→ **Exercise goal**
Locate each line in the records below that contains the string "pixel", and copy those lines.

Dataset entries:
________________________________________

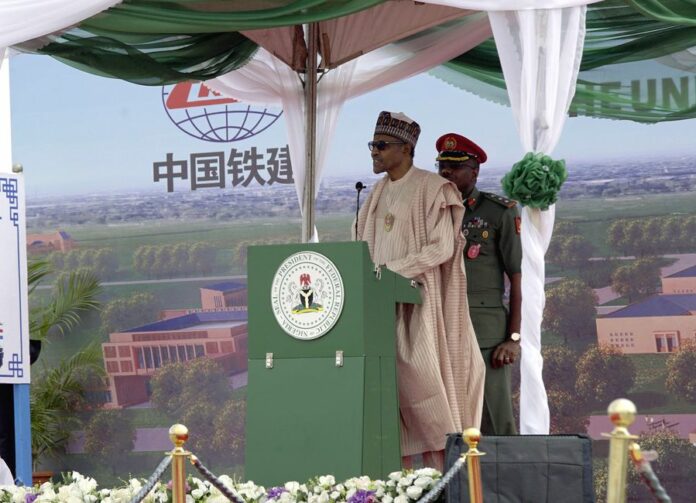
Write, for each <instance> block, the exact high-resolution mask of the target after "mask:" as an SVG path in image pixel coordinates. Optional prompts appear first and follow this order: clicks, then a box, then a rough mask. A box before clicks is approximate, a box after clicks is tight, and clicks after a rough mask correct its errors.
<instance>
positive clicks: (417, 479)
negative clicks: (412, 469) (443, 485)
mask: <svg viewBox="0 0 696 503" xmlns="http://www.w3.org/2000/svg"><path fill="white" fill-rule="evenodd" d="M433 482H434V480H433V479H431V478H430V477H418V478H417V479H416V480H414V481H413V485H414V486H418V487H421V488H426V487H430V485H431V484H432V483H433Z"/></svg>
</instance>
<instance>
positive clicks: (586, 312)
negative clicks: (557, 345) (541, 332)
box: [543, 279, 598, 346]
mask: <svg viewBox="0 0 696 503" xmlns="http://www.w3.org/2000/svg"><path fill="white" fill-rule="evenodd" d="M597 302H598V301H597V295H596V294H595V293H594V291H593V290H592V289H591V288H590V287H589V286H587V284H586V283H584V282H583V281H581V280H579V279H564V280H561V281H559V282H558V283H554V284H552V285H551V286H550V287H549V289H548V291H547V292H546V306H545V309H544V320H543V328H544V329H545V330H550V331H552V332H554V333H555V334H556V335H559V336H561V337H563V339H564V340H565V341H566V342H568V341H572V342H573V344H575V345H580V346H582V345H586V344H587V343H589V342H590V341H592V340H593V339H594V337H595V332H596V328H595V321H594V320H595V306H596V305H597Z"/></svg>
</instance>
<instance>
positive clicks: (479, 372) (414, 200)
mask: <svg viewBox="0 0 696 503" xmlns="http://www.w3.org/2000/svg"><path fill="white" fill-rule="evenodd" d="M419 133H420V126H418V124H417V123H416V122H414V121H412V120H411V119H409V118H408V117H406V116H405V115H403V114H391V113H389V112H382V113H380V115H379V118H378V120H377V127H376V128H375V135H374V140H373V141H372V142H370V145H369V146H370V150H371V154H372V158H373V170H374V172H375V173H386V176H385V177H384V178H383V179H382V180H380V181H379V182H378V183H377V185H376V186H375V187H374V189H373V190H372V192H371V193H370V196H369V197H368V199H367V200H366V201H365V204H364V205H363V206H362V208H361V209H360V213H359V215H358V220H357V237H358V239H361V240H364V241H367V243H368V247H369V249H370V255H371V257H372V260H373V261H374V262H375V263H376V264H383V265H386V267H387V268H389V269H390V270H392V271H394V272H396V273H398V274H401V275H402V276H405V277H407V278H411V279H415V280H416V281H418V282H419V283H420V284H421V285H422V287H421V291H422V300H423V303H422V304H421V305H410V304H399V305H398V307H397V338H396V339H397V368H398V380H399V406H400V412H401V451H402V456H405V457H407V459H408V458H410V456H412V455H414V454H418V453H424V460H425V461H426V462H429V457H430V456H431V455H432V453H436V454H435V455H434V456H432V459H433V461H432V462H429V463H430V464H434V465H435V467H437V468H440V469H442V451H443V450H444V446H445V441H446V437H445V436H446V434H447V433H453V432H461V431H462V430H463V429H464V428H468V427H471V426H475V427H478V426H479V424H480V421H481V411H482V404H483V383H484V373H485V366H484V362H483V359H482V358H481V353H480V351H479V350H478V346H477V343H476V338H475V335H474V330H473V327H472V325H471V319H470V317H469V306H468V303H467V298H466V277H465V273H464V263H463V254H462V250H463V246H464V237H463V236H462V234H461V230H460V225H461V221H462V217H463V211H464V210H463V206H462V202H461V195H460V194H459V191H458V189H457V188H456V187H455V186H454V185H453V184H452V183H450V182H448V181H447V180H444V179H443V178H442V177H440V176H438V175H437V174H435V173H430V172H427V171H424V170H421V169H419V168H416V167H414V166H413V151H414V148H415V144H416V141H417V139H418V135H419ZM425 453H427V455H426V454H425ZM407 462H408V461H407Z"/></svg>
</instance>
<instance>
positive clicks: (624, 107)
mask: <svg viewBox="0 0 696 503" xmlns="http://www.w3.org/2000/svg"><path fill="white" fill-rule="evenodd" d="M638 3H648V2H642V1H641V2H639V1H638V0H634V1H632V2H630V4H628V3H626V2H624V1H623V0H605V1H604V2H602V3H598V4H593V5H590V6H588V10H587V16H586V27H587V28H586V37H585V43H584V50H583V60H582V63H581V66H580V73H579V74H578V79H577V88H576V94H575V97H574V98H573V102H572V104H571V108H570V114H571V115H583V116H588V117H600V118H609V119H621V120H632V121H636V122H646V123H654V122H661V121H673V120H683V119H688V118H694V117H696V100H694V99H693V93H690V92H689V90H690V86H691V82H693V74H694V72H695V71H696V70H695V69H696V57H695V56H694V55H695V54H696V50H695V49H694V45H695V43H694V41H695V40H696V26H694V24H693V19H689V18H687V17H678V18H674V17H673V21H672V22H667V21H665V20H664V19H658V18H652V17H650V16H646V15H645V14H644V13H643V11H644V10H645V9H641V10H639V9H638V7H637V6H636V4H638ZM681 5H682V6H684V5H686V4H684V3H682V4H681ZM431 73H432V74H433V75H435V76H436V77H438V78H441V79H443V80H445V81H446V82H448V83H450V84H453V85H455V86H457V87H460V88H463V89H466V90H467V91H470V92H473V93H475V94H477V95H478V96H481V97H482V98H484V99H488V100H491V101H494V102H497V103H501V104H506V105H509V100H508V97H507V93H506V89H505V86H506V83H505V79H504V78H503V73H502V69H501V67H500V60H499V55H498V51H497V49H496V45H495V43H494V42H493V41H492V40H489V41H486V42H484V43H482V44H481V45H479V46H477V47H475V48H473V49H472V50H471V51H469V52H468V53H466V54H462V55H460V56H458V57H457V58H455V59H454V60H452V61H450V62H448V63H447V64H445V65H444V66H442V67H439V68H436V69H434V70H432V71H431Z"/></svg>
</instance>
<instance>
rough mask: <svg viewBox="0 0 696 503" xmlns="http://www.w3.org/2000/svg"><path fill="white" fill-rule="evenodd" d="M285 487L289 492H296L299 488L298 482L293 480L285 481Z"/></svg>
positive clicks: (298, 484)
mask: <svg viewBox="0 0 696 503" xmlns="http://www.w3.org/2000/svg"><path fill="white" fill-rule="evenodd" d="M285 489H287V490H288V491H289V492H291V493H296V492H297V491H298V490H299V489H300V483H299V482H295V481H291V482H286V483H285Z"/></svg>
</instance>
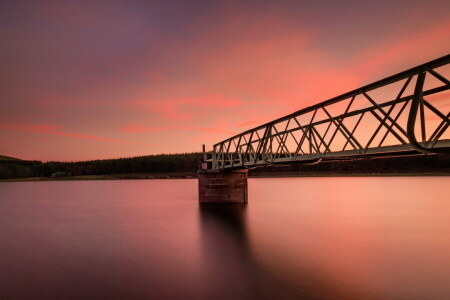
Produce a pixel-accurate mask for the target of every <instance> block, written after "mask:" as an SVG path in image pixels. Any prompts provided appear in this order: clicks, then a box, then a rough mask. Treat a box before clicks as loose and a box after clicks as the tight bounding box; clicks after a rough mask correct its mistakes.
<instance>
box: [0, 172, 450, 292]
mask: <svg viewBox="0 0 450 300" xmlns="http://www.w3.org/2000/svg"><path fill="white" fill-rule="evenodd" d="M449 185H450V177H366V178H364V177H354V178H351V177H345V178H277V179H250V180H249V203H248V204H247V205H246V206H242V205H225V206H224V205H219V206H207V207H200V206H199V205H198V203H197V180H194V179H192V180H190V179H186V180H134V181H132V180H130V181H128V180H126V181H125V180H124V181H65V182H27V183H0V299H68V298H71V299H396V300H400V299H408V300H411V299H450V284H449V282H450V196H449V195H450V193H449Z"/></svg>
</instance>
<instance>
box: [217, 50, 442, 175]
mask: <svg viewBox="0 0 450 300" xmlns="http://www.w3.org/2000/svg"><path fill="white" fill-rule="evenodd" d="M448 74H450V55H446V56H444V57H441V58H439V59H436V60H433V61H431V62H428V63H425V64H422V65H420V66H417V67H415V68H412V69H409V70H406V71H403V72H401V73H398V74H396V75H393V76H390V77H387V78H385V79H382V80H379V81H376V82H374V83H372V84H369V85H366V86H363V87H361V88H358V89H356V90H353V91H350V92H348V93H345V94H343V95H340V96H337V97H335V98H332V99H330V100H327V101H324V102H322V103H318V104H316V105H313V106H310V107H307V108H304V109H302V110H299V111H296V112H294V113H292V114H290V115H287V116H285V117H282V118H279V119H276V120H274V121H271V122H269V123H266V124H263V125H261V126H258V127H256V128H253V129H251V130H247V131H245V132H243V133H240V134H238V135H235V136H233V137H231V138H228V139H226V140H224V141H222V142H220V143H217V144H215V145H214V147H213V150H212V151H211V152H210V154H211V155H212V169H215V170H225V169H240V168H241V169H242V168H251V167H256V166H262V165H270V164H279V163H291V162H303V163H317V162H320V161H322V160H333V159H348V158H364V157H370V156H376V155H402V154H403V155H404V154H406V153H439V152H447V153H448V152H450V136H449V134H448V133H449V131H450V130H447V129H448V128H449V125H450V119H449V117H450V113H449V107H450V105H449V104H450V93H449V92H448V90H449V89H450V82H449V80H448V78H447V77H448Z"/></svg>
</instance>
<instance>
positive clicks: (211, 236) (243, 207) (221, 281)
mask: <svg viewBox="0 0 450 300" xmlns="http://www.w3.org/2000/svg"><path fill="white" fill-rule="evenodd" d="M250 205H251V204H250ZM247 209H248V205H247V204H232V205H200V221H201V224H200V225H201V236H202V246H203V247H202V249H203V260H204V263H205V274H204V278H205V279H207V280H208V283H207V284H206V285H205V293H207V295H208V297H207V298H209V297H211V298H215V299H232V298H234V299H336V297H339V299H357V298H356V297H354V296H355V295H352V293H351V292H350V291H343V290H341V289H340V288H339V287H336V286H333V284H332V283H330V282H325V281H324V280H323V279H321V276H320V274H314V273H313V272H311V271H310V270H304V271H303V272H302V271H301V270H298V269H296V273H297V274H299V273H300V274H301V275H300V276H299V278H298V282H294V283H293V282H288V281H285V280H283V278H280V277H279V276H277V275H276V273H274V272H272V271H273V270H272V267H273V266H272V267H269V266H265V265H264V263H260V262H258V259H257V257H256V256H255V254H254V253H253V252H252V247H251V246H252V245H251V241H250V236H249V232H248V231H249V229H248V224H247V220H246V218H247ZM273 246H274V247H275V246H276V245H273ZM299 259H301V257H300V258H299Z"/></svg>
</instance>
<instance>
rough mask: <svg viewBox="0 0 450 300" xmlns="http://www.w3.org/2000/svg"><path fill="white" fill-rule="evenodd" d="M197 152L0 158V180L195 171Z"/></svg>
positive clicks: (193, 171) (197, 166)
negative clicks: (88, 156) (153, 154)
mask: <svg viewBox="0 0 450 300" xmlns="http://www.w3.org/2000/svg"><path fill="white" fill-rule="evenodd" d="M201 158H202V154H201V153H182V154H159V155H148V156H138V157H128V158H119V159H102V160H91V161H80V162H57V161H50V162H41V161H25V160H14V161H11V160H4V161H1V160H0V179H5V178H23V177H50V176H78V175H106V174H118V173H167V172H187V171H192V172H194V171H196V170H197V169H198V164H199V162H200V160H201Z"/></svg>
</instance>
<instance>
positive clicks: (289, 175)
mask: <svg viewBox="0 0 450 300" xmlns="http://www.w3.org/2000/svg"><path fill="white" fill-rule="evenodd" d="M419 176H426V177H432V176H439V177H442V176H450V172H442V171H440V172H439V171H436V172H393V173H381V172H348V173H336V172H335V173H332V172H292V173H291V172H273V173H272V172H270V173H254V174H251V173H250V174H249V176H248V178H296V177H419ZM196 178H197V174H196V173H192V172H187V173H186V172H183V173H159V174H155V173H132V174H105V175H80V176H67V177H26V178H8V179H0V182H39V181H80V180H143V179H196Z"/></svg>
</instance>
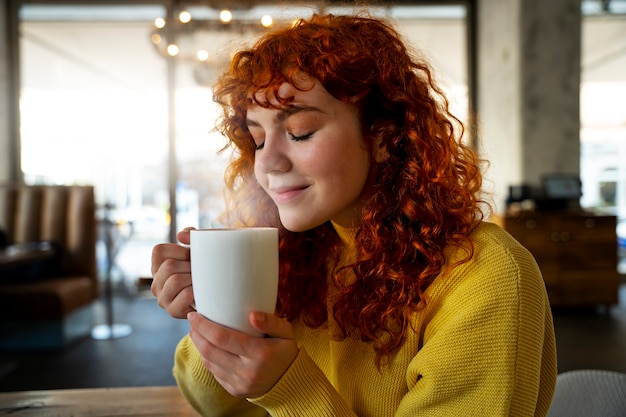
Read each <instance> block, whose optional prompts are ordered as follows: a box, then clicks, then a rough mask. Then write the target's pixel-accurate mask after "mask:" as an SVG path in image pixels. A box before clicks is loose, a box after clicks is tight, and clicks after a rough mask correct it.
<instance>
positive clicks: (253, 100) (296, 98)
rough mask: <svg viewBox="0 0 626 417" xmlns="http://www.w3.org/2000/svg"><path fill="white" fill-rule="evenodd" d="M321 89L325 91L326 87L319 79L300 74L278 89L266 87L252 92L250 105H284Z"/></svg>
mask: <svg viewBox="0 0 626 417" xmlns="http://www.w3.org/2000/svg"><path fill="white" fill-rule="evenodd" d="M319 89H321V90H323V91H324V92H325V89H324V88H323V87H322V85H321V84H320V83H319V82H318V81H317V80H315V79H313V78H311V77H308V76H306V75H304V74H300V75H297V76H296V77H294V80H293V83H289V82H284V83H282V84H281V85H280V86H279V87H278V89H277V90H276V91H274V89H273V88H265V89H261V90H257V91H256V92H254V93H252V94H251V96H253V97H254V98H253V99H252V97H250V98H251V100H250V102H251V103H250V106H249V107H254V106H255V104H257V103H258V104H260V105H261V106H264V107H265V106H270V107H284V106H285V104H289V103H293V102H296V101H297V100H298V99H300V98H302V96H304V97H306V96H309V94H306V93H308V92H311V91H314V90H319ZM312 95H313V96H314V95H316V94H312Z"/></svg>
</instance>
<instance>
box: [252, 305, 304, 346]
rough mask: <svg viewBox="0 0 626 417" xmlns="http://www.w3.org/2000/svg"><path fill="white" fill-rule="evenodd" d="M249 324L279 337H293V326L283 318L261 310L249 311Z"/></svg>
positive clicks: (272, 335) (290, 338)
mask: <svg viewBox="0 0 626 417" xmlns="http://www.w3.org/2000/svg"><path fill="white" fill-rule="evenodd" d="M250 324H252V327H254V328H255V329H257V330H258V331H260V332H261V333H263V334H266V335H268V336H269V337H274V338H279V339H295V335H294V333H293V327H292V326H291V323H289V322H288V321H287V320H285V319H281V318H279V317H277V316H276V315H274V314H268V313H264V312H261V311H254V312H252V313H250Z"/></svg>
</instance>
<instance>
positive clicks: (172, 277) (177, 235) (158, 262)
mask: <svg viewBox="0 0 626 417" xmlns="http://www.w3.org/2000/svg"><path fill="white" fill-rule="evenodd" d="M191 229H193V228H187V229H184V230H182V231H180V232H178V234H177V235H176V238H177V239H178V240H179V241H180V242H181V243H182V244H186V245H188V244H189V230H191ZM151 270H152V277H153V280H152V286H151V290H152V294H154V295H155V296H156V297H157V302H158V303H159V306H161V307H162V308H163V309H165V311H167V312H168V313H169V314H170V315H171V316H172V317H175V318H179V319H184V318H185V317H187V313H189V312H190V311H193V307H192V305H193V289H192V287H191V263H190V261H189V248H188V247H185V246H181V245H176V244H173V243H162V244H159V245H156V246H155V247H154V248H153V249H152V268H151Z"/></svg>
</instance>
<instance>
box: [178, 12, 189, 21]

________________________________________

→ **Answer area**
Write, for each <instance> block, the exact high-resolution mask of the target after "mask:" as an SVG path in image pixel coordinates. Optional prompts appear first and follow this order: clicks, then a box, then a rough mask. A box before clicks is approximate, a box after clicks is tight, and clicks after a rough mask correct its errors.
Produce a pixel-accurate mask for the target of every <instance> block, written after "mask:" as an SVG path in image pixels. Any prompts provided appear in this order: clicks, then a box, then a rough mask. Treat a box before clicks as loose and a box after clicks as the tight bounding box; clicks after a rough mask correct its mistakes.
Read each <instance> block, whose optional prompts are ordered as follows: a box, then clicks, then a rough mask. Then write the target's pixel-accurate mask after "mask:" as an SVG path in image pixels. A box before clicks is loose, a box after clicks is tight, and clicks after a rough mask correct it.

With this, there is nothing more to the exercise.